Исходный текст
········
Мир и монастырь в учении преподобного Симеона Нового Богослова

Св. Симеон Новый Богослов Св. Симеон Новый Богослов
Преподобный Симеон Новый Богослов (949–1022) жил в годы правления Василия II Болгаробойцы, когда территория Византийской империи была так велика, как не была потом никогда. Это было время расцвета всех сфер византийской жизни, в том числе и церковной, время процветания монастырей и высокого авторитета монашества[1].

В восточно-христианской традиции уход в монастырь всегда был связан с отказом от мирских почестей и богатства, с как можно большим отстранением от всякого интереса к материальному[2]. Уход в монастырь в идеале означал разрыв со всеми мирскими связями и умерщвление в себе человеческих привязанностей и земных устремлений. Но монастырский мир не был миром замкнутым в самом себе, отгороженным от всего, что находилось за пределами монастыря. Огромно было его влияние, и прежде всего духовное, на мирской мир[3]. Византийские монахи не сторонились политической жизни империи, были советниками императоров. У монастырей были сельскохозяйственные угодья и ремесленные мастерские[4]. Вся эта политическая, экономическая и учительская деятельность неминуемо разрушала монастырский идеал замкнутости: монахи должны были надолго покидать монастырь, странствовать, а миряне приходили в монастырь по делам или за советом[5]. Оставление монахами монастыря и их участие в светской жизни (в частности, при дворе императоров), хотя и было формально запрещено или сильно ограничено канонами, стало достаточно распространенным явлением. В X–XI вв. важную роль играли принявшие монашеский чин, но далекие от монастырской жизни представители знати[6].
········
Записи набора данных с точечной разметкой
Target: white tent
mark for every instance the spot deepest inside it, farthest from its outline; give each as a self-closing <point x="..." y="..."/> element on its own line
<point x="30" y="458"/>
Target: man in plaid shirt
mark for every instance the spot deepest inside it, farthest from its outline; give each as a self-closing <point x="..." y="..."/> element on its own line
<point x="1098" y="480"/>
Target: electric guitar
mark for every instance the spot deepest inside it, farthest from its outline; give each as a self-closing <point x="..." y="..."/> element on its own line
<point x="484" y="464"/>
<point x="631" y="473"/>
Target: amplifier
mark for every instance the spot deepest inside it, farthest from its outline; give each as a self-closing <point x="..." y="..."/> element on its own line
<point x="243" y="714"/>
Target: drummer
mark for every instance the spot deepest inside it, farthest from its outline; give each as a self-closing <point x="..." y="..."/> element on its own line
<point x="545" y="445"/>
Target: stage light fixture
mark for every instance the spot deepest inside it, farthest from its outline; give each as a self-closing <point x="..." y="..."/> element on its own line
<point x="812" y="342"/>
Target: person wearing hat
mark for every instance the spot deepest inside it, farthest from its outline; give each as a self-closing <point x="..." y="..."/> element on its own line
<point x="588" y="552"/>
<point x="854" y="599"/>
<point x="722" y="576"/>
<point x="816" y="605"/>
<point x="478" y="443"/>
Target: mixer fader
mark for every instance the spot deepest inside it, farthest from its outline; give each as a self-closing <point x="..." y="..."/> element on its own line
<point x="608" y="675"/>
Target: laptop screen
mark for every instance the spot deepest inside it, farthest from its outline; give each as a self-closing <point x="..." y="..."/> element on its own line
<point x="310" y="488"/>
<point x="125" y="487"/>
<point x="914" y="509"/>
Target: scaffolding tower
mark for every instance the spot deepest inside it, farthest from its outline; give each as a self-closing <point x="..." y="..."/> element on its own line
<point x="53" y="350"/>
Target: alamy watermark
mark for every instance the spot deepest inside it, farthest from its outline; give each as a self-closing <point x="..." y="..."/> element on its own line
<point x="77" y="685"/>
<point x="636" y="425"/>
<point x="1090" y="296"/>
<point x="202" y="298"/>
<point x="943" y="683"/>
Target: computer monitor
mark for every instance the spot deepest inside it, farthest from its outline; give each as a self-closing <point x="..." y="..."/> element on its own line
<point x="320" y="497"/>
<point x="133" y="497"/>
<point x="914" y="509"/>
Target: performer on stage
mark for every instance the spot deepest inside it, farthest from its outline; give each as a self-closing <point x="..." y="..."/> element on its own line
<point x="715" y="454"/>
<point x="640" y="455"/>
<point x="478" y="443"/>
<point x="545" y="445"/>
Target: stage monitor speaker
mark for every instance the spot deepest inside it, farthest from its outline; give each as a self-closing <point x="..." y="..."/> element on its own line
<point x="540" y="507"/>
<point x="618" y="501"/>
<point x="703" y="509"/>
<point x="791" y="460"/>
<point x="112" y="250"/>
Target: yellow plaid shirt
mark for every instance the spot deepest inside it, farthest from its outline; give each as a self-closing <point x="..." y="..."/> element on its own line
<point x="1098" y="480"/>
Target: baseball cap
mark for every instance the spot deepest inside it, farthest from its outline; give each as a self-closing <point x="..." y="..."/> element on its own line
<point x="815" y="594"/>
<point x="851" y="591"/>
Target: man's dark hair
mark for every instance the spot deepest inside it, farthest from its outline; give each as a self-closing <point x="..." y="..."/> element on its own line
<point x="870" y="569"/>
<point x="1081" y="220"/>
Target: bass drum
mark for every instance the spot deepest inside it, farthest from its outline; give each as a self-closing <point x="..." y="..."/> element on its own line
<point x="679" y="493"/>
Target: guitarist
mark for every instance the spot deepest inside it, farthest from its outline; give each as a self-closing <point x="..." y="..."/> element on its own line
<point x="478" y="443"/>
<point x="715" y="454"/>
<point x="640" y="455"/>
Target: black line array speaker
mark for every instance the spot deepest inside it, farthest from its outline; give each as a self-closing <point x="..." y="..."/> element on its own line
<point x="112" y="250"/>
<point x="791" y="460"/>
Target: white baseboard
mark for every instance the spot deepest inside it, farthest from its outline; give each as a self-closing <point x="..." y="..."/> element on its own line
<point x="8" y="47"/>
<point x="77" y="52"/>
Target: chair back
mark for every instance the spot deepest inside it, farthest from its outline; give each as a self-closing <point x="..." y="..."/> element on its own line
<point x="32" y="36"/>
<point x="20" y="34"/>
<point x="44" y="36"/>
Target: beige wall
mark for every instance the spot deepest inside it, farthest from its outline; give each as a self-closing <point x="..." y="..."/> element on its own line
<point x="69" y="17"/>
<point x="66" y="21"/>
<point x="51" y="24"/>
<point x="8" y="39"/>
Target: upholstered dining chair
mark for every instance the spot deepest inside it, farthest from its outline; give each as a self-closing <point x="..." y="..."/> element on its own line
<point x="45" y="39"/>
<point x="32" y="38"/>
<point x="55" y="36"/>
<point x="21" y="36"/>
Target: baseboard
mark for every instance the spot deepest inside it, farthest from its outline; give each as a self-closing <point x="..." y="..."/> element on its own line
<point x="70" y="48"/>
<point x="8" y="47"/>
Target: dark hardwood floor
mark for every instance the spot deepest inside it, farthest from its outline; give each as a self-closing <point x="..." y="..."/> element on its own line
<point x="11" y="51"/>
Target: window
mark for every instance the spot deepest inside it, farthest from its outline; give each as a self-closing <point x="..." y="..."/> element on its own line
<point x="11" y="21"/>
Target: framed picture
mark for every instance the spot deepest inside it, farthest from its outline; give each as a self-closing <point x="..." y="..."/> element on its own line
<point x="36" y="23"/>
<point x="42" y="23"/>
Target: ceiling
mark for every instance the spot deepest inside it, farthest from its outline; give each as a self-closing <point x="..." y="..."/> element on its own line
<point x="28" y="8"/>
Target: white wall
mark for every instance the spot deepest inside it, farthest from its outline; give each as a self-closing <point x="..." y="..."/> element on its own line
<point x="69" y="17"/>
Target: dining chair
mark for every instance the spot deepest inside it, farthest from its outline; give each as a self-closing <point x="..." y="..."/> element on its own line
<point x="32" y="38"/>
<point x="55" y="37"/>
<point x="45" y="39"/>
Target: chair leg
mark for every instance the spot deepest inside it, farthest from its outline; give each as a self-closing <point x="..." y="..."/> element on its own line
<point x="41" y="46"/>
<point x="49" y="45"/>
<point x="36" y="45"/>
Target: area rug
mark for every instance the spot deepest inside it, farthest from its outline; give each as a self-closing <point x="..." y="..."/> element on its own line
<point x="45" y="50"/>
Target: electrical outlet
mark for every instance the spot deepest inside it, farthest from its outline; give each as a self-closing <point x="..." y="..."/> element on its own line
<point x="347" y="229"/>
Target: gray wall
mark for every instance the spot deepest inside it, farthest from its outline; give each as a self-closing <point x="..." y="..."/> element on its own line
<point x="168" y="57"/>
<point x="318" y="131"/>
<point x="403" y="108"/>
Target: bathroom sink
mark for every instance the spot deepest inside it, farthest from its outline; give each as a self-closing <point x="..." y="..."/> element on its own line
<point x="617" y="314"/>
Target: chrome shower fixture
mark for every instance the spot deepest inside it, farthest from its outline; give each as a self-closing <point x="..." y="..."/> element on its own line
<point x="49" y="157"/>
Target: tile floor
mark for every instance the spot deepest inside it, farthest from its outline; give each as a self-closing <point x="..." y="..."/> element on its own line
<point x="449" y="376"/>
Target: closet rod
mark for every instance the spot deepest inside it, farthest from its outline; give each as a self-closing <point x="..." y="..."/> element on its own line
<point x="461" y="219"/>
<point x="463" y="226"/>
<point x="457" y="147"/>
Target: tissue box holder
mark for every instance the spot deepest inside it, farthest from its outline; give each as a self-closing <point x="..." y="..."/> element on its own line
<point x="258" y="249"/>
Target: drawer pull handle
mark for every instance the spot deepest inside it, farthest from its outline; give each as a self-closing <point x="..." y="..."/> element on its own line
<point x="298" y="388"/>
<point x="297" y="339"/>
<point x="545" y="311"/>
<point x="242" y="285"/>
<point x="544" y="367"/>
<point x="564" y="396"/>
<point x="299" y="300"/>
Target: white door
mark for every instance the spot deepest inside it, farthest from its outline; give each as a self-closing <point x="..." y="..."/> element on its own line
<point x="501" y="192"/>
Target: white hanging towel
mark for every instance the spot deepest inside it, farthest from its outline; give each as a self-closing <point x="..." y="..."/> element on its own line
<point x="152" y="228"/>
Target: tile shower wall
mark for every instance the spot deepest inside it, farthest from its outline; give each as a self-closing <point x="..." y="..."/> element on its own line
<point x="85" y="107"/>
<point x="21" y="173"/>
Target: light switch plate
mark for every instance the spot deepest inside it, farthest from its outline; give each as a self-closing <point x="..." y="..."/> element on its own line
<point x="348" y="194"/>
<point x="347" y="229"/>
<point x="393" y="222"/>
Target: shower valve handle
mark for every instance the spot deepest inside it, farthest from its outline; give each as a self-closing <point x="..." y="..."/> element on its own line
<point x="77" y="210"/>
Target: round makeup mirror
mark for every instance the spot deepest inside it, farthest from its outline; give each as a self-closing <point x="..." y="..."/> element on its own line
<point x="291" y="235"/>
········
Задание
Перепишите без изменений фрагмент исходного текста, начиная с того места, где стоят слова «Св. Симеон Новый Богослов Св.», и заканчивая словами «высокого авторитета монашества[1].».

Ответ
Св. Симеон Новый Богослов Св. Симеон Новый Богослов
Преподобный Симеон Новый Богослов (949–1022) жил в годы правления Василия II Болгаробойцы, когда территория Византийской империи была так велика, как не была потом никогда. Это было время расцвета всех сфер византийской жизни, в том числе и церковной, время процветания монастырей и высокого авторитета монашества[1].